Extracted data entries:
--------------------------------------------------

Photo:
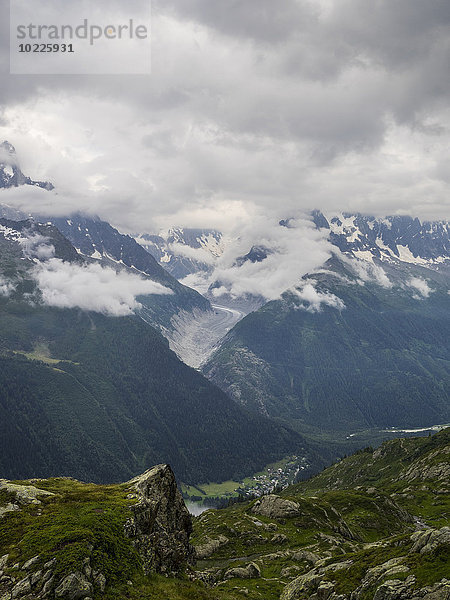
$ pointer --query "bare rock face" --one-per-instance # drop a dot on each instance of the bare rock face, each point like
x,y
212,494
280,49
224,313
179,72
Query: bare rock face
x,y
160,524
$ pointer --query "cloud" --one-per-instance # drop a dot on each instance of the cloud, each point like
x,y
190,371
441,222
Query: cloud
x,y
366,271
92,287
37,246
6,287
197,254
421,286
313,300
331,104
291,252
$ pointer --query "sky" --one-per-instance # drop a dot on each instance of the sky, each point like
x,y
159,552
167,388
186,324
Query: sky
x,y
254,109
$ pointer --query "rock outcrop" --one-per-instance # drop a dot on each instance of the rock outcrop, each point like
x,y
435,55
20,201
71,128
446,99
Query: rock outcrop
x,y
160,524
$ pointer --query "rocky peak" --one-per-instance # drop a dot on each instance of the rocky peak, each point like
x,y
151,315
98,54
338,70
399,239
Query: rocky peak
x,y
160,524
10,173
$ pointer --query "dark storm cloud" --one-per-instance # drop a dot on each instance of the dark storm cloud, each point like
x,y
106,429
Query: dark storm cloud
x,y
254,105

--------------------------------------------------

- [Written task] Images do not belong in the copy; reproduce all other parts of the records above verbatim.

- [Task response]
Photo:
$ pointer --query "bare rock face" --one-per-instance # drop a dot on each instance of the bare rock face, each point like
x,y
212,494
280,49
224,313
179,72
Query: bare rock face
x,y
160,524
$ pointer --query "cloud" --one-per-instance # drop a dot on each instance of the cloud, each point like
x,y
190,371
441,222
Query: cloud
x,y
366,271
92,287
37,246
6,287
197,254
421,286
313,300
331,104
291,252
$ pointer --query "sky" --one-per-instance # drop a dot on each instance of the sky, each point like
x,y
159,552
167,388
186,324
Query: sky
x,y
254,109
$ pointer --query "rock outcrop" --one-per-instance # drop a dot on each instance of the rock outcrop, each point like
x,y
435,55
20,201
71,128
446,99
Query: rock outcrop
x,y
160,524
$ pointer --query "rocky peak" --one-per-instance # drop a dot on each instance of the rocky peak, each point like
x,y
151,315
98,54
338,70
399,239
Query: rocky peak
x,y
160,524
10,173
$ pointer --query "dark storm cloud" --one-per-instance # drop a dot on each instance of the dark storm cloud, each point like
x,y
106,429
Query: dark storm cloud
x,y
254,105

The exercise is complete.